■ **YOUR OBJECTIVE**: Copy every text line of the material below word for word and in order, omitting the pictures.

■ **PROVIDED ENTRIES**:
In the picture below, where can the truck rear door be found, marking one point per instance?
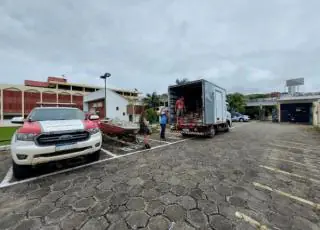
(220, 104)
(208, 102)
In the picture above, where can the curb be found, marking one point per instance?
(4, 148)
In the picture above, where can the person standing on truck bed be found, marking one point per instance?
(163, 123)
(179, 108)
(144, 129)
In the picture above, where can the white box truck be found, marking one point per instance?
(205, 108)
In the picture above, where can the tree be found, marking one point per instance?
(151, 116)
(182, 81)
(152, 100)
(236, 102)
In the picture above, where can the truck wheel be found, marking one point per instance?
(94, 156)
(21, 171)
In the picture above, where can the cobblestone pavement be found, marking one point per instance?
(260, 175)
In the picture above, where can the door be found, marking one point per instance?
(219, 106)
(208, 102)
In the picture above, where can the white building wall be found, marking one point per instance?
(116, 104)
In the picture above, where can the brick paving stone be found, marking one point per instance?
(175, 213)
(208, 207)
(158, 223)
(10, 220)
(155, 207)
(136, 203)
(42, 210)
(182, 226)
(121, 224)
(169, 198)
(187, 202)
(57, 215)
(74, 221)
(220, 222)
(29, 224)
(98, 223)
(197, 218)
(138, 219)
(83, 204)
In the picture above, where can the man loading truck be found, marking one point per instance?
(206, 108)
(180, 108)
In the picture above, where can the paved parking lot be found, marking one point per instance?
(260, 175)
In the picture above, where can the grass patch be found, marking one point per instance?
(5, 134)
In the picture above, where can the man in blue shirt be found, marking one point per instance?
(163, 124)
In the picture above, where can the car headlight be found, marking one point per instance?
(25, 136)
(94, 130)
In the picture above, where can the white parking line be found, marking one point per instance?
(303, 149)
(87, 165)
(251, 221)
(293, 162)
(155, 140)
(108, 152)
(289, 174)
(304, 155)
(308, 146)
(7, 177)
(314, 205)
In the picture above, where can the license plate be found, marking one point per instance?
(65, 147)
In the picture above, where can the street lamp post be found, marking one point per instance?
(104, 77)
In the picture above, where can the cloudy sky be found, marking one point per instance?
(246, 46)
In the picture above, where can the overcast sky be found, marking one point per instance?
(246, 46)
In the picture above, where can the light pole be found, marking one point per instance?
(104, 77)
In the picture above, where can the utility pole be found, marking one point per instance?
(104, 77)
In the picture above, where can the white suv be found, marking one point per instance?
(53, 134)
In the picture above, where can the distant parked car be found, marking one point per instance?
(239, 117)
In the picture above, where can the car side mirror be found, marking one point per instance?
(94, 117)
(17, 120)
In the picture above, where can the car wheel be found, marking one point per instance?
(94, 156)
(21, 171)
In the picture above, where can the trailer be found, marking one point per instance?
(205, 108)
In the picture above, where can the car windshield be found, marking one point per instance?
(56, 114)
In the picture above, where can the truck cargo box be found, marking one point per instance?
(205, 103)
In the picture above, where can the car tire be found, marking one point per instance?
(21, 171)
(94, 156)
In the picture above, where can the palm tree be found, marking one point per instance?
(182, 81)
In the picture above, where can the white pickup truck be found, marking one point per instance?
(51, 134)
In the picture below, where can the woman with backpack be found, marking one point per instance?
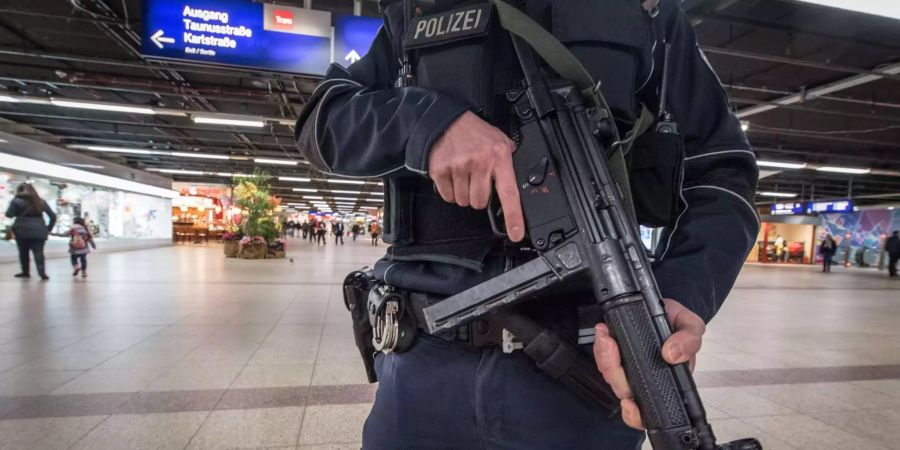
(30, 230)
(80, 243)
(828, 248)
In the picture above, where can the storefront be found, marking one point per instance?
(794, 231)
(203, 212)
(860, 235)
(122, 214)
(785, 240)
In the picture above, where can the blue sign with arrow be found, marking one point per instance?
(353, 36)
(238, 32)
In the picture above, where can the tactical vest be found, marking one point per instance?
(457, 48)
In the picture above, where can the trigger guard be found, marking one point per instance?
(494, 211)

■ **OUTPUT**:
In the picture below, where can the truck rear door be found, marking one point per instance?
(220, 104)
(208, 102)
In the picture above, where can the curb be found, marking one point per instance?
(4, 148)
In the picture above, where can the person standing on truck bed be found, marking one point per instance?
(163, 123)
(179, 108)
(144, 129)
In the picture above, where can the white box truck be found, marking one point per instance?
(205, 108)
In the picture above, where can the tree be found, marking one point per instance?
(151, 116)
(182, 81)
(152, 100)
(236, 102)
In the picture above, where can the truck wheel be found, marking one point per instance?
(94, 156)
(21, 171)
In the picture above, where can the cobblestone pavement be found, marking one point per instance?
(260, 175)
In the picture above, where can the door be found, marking one point per instance?
(219, 106)
(208, 102)
In the picture above, where can the white building wall be found, marking one point per instance?
(116, 104)
In the picture above, where can the brick paving stone be found, marking one point per instance?
(175, 213)
(208, 207)
(158, 223)
(10, 220)
(155, 207)
(136, 203)
(42, 210)
(182, 226)
(121, 224)
(169, 198)
(187, 202)
(57, 215)
(74, 221)
(220, 222)
(29, 224)
(98, 223)
(197, 218)
(138, 219)
(83, 204)
In the picture above, where can the man loading truck be found, marking one point per instance?
(206, 108)
(180, 108)
In the picture above, where can the paved parking lot be found, marking one point per instance?
(260, 175)
In the picture above, where can the grass patch be found, marking one point per instance?
(5, 134)
In the picture above, where can the man in blue shirt be found, marking one point per instance?
(163, 124)
In the picture above, where can the car headlight be found, marking one point per instance?
(25, 136)
(94, 130)
In the picture above, where can the white parking line be found, marking one point per instance?
(303, 149)
(87, 165)
(251, 221)
(293, 162)
(155, 140)
(108, 152)
(289, 174)
(304, 155)
(308, 146)
(7, 177)
(314, 205)
In the picture above, where can the license plate be found, marking one point per instance?
(65, 147)
In the picture above, where can the street lamp post be found, marking one point per instance?
(104, 77)
In the picture above, where can the cloudy sky be found, marking one point per instance?
(246, 46)
In the picture above, where can the overcast sky be found, marking one point per instance?
(246, 46)
In the picture above, where can the light pole be found, marking one point per instance?
(104, 77)
In the picture above, where can the utility pole be found, marking one point per instance?
(104, 77)
In the picture above, where can the white suv be found, marking one point per instance?
(53, 134)
In the picture above, where can the distant parked car be found, marking one point per instance?
(239, 117)
In the picture above, where can the car side mirror be found, marking one point per instance?
(94, 117)
(17, 120)
In the picture above, where can the car wheel be found, marking one point per instance?
(94, 156)
(21, 171)
In the picture above, where can the trailer be found, marking one point per instance?
(205, 108)
In the picture above, where can the car windshield be found, marking one point per instance?
(56, 114)
In the picture above, where can the truck cargo box be found, marking one point per instance?
(205, 103)
In the picture above, where can the car tire be found, marking one point per instance?
(21, 171)
(94, 156)
In the picture above, where can the palm tree be found, marking one point per instance?
(182, 81)
In the picture above, where can the white pickup truck be found, marking one point per instance?
(51, 134)
In the picture below, where can the woman with backpack be found, marking one point per instance?
(30, 230)
(80, 243)
(828, 248)
In the picture above, where can the storefront be found, marking one point per instance?
(794, 231)
(203, 212)
(860, 235)
(122, 214)
(785, 240)
In the picture above, where can the blue sign with arrow be found, marking one point per instance?
(353, 36)
(238, 32)
In the picture above, where can the tactical vest be found, marking one point per instance?
(457, 48)
In the picture above, where can the trigger guard be found, marking one point per instance?
(494, 211)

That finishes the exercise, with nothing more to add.